*** Opening Exercise passage ***

Kevin Allison is a Senior Editor for Signal. Based in Washington DC, he looks at how technology is reshaping global affairs. Kevin is also a Director in the Geo-Technology practice at Eurasia Group. Kevin holds degrees from the University of Missouri and from Harvard's Kennedy School of Government. He was also a Fulbright Scholar in Vienna, Austria and a 2015 Miller Journalism Fellow at the Santa Fe Institute. Prior to GZERO Media and Eurasia Group, Kevin was a journalist at Reuters and the Financial Times. He has lived in eight US states and has been an expat four times.
Cyberattacks that rip across the internet at light speed, election meddling and disinformation that tears at the fabric of democracy, the brazen theft of personal data and trade secrets – it’s the Wild West out there in cyberspace. This week, French President Emmanuel Macron called for an international agreement to bring some order to the electronic frontier.
The initiative condemns malicious cyber activities in peacetime and calls for governments to protect the basic functioning of the internet and work with the private sector to improve cybersecurity. But while more than 50 countries and dozens of private sector players signed up, some of the world’s biggest hacking powers – Russia, China, the US, and Israel, are so far absent from the list of signatories.
Here are three of the biggest reasons why establishing rules of the road in cyberspace is so difficult:
Blurred lines: They’re everywhere in cyberspace. Figuring out who launched an attack is hard when hackers from one country can launch viruses from servers in another. The boundaries between state-sponsored cyber operatives and criminal hackers are often fuzzy, giving governments plausible deniability when using these tools. Even more basic than that, there are many ways that governments can seek advantages in cyberspace short of what’s traditionally considered an act of war. Blowing up a power plant would clearly cross a line, but other disruptive activities like election meddling fall into a grey area. Blurred lines like this create space for governments to engage in mischief and make it hard to establish clear boundaries of acceptable behavior.
Cyber superpowers aren’t ready to relinquish their advantages: Some governments don’t want to be constrained by international agreements in cyberspace. Countries with more advanced cyber capabilities may calculate that the benefits they get from going on cyber offense (or even just the ability to threaten cyberattacks) outweigh the benefits they would receive from signing up to a pact that ties their hands. A seven-year UN effort to establish clear cyber norms ended in deadlock in 2017 after a handful of countries, including China and Russia, balked at a US-led attempt to get countries to agree on how international law should apply to the online realm. The US, which has recently staked out a new, more aggressive cyber strategy under President Trump and his national security adviser, John Bolton, is also reluctant to accept curbs on its ability to use hacking as a tool in the national arsenal.
Cyber conflict isn’t (yet) terribly lethal. Around 20 million people died in the First World War before the armistice signed 100 years ago this week. Four times as many died during World War II. In the aftermath of that carnage, the world came together to establish the modern Geneva Conventions to protect civilians during armed conflict and prosecute war crimes. In the 30 years that malware has been around, it has yet to produce a single, verifiable fatality. That day may be coming – there’s little doubt that a cyberattack that knocked out a hospital, power plant, or a city’s water system could cause a potentially significant loss of life. But as long as the main costs of cyber conflict are counted in dollars, and not in blood, it’s going to be hard to generate a consensus on the need for change.

*** Closing Exercise passage ***

§ **Tasks and exercises**
• 1. Condense the paragraph of the cyberspace article beginning "Cyber conflict isn't (yet) terribly lethal" into a short bulleted list that keeps its main facts.
• 2. According to the cyberspace article, which countries are so far missing from the list of signatories to the initiative?
• 3. Duplicate the passage of the cyberspace article between "Kevin Allison is" and "expat four times.", inclusive.
The stored data entries play no part in this work.

*** Opening Provided data ***

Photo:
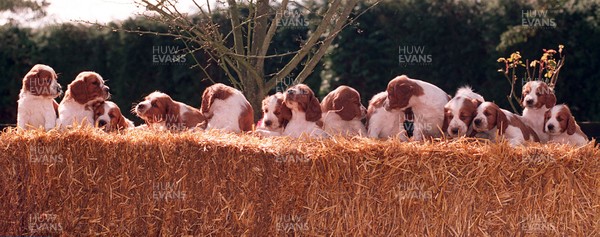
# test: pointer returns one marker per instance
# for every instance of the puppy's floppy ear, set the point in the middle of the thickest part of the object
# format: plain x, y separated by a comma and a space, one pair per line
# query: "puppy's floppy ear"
208, 97
345, 108
546, 116
55, 105
522, 99
571, 126
501, 121
313, 109
446, 123
285, 113
79, 91
398, 95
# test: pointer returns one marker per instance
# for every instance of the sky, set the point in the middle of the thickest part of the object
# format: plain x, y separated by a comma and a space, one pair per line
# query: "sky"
91, 10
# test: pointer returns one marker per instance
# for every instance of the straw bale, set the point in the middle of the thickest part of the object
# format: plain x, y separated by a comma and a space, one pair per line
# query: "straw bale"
140, 183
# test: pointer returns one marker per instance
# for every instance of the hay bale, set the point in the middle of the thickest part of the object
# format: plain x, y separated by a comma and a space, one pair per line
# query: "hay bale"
86, 182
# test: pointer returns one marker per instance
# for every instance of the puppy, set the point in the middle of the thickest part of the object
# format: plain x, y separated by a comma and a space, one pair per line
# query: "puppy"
493, 121
36, 104
561, 127
275, 118
305, 110
108, 116
537, 98
76, 107
382, 123
459, 112
227, 109
426, 100
160, 112
343, 112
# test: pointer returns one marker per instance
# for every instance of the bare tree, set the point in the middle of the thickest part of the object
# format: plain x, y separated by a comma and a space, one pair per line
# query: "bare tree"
244, 61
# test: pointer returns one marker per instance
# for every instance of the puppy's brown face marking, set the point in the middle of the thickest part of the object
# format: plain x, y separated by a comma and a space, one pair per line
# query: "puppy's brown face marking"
88, 86
303, 98
41, 81
400, 90
345, 101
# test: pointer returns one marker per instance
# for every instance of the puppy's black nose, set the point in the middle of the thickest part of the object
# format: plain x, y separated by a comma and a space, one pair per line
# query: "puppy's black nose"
101, 123
529, 102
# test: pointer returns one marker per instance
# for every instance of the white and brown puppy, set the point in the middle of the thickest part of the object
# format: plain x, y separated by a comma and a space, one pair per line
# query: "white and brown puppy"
275, 117
537, 98
459, 112
77, 106
226, 108
493, 121
426, 100
562, 128
108, 116
343, 112
161, 112
382, 123
36, 105
306, 112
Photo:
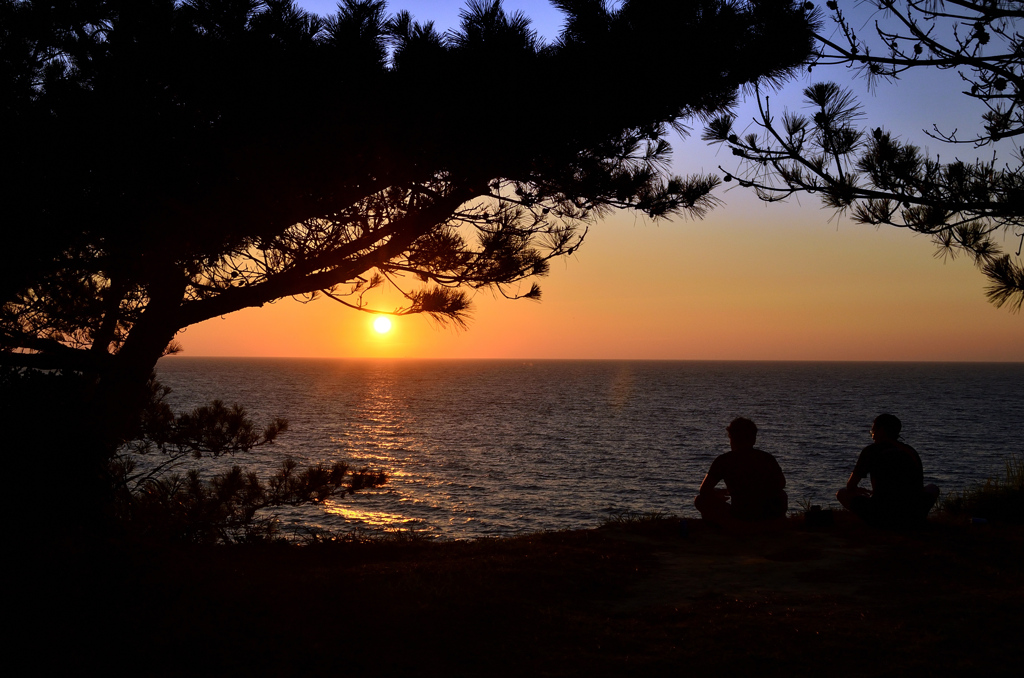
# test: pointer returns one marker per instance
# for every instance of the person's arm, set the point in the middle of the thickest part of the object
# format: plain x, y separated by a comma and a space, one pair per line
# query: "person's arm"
713, 477
859, 473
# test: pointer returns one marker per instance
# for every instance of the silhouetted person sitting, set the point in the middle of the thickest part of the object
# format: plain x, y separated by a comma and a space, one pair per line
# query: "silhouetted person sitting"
753, 479
898, 497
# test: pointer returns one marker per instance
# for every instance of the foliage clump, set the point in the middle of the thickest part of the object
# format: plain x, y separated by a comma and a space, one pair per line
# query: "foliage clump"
995, 500
230, 507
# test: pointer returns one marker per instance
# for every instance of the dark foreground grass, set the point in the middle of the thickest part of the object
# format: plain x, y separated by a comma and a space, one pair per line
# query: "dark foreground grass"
636, 598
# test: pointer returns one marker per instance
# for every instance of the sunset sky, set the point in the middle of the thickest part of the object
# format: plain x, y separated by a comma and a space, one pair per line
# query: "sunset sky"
749, 282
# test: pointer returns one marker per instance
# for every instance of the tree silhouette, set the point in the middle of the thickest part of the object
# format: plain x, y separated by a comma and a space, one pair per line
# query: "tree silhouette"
878, 178
171, 162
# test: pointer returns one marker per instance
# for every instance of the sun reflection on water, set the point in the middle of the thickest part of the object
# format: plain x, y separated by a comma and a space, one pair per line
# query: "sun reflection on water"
378, 519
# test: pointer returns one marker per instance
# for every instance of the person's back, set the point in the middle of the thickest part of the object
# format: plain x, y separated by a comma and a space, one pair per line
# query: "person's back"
898, 497
896, 472
755, 482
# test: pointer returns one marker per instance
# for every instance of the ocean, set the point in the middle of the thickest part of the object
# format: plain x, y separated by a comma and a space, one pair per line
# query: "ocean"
496, 448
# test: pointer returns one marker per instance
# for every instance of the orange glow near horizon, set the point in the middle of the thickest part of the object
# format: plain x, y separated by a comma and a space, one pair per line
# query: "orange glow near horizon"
753, 283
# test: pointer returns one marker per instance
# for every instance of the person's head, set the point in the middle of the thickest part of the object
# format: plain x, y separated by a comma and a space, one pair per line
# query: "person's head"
887, 427
742, 432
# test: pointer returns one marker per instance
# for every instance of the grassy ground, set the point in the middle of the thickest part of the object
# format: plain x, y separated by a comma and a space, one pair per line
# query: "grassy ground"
635, 598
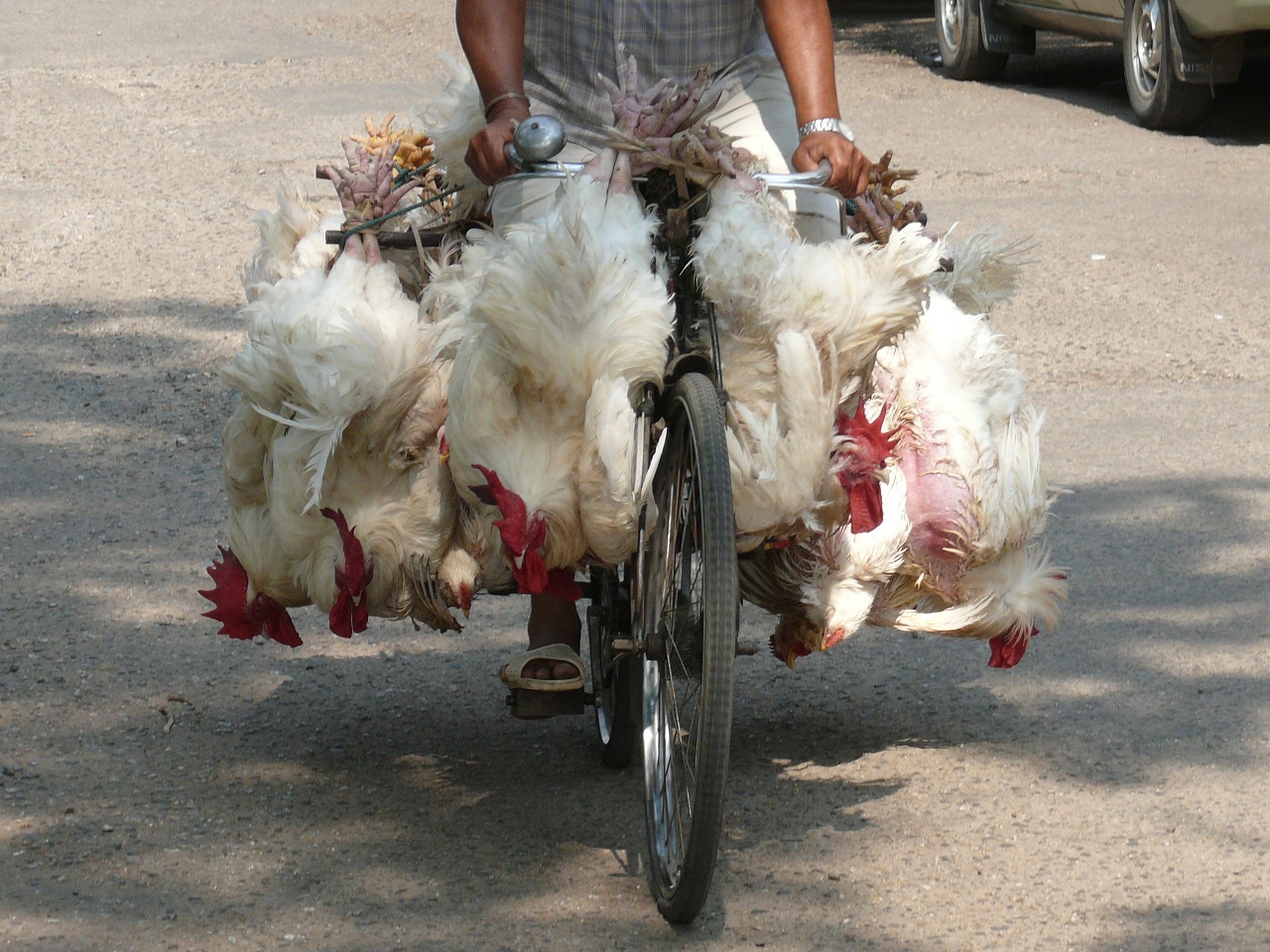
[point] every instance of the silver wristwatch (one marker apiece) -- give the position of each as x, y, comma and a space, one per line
838, 126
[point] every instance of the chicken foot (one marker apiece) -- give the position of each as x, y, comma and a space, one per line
367, 191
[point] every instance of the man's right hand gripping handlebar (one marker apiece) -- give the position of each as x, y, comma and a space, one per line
486, 151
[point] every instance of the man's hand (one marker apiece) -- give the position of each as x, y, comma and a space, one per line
851, 168
486, 153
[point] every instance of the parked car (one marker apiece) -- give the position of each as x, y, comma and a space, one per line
1175, 51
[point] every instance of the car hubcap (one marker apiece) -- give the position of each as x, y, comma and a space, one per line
951, 22
1148, 41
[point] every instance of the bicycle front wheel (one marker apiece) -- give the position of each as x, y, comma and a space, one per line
690, 624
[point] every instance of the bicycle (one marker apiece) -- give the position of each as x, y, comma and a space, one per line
662, 629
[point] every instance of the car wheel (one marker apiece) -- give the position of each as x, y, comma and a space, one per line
959, 31
1159, 98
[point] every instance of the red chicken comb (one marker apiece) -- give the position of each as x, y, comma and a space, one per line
240, 619
349, 612
869, 449
229, 597
1007, 648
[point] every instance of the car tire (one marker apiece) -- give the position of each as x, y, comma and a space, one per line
1159, 98
959, 31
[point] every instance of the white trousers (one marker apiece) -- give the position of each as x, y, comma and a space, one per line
761, 117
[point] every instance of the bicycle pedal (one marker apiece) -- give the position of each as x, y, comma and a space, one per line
536, 705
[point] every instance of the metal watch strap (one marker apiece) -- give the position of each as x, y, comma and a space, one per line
826, 125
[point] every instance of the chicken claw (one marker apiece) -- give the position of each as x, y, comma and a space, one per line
366, 191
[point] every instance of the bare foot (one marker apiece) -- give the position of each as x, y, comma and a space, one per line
553, 621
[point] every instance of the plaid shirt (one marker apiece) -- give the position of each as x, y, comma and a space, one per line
568, 42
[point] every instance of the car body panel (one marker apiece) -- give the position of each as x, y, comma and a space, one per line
1218, 18
1102, 8
1203, 18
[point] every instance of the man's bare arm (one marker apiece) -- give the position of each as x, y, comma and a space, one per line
802, 35
492, 33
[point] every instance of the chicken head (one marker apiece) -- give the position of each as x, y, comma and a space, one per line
350, 611
244, 617
860, 462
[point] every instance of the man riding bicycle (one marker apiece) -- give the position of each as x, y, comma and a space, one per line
774, 59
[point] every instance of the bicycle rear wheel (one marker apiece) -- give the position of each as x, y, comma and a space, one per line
615, 675
690, 624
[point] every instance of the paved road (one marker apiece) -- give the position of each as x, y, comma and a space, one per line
894, 794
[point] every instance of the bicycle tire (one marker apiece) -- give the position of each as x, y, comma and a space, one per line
691, 633
613, 676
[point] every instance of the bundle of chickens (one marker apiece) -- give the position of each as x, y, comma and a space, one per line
413, 434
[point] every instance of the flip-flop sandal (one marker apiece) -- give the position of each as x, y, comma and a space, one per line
512, 673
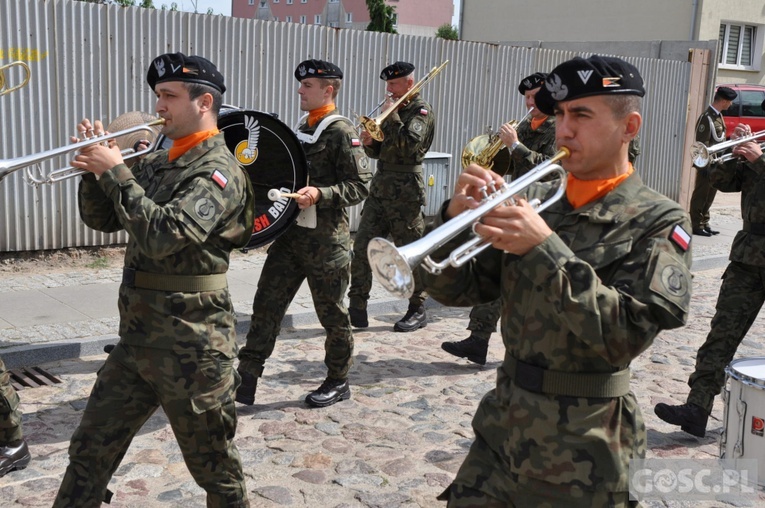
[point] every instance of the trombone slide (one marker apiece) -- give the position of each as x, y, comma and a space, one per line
393, 267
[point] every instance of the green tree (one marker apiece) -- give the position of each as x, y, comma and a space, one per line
447, 31
382, 17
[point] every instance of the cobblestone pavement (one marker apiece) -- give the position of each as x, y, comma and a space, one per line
397, 442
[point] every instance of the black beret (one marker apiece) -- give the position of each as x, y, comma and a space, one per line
179, 67
317, 69
531, 82
726, 93
579, 77
397, 70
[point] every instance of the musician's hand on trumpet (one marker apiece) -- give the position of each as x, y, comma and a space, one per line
96, 158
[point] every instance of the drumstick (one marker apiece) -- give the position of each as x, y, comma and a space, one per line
276, 195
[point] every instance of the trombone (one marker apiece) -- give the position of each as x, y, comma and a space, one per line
4, 89
372, 125
393, 267
8, 166
702, 155
483, 149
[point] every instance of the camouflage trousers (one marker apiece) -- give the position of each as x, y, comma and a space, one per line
285, 269
484, 481
484, 318
194, 388
404, 223
742, 294
10, 416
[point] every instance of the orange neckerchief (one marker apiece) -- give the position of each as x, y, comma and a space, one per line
581, 192
536, 122
317, 114
183, 145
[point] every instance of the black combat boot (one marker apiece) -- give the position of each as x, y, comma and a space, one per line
14, 456
358, 317
473, 348
245, 394
414, 319
691, 418
330, 391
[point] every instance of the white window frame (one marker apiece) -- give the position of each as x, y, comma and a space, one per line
758, 31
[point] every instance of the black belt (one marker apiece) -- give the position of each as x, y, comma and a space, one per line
173, 283
400, 168
569, 384
755, 228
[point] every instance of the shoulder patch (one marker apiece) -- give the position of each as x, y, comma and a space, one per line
220, 179
680, 237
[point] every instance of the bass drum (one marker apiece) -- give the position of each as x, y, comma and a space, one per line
273, 158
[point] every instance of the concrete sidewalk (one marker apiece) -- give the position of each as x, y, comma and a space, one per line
46, 317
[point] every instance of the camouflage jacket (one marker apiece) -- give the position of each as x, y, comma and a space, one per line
588, 299
534, 148
408, 135
340, 170
710, 127
745, 177
182, 218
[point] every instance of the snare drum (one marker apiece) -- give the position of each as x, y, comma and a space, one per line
744, 422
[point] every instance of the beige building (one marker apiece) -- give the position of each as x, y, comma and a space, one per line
736, 26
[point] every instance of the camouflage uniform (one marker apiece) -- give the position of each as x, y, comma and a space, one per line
396, 194
587, 300
177, 344
742, 292
537, 146
340, 169
710, 129
10, 415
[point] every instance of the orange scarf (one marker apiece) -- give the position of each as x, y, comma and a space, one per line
536, 122
581, 192
183, 145
317, 114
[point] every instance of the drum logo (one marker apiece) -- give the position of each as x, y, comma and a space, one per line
758, 425
246, 152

*** Closing Provided data ***

§ **Outputs by task**
• 1.
- Cyber conflict is not yet very deadly.
- About 20 million people died in the First World War, and four times as many in World War II.
- After that carnage, the world set up the modern Geneva Conventions to protect civilians in armed conflict and prosecute war crimes.
- In 30 years, malware has not caused a single verifiable death.
- A cyberattack that knocked out a hospital, power plant, or city water system could still cause significant loss of life.
- While the costs of cyber conflict are counted in dollars rather than blood, reaching a consensus on the need for change will be hard.

• 2.
- Russia
- China
- the US
- Israel

• 3.
Kevin Allison is a Senior Editor for Signal. Based in Washington DC, he looks at how technology is reshaping global affairs. Kevin is also a Director in the Geo-Technology practice at Eurasia Group. Kevin holds degrees from the University of Missouri and from Harvard's Kennedy School of Government. He was also a Fulbright Scholar in Vienna, Austria and a 2015 Miller Journalism Fellow at the Santa Fe Institute. Prior to GZERO Media and Eurasia Group, Kevin was a journalist at Reuters and the Financial Times. He has lived in eight US states and has been an expat four times.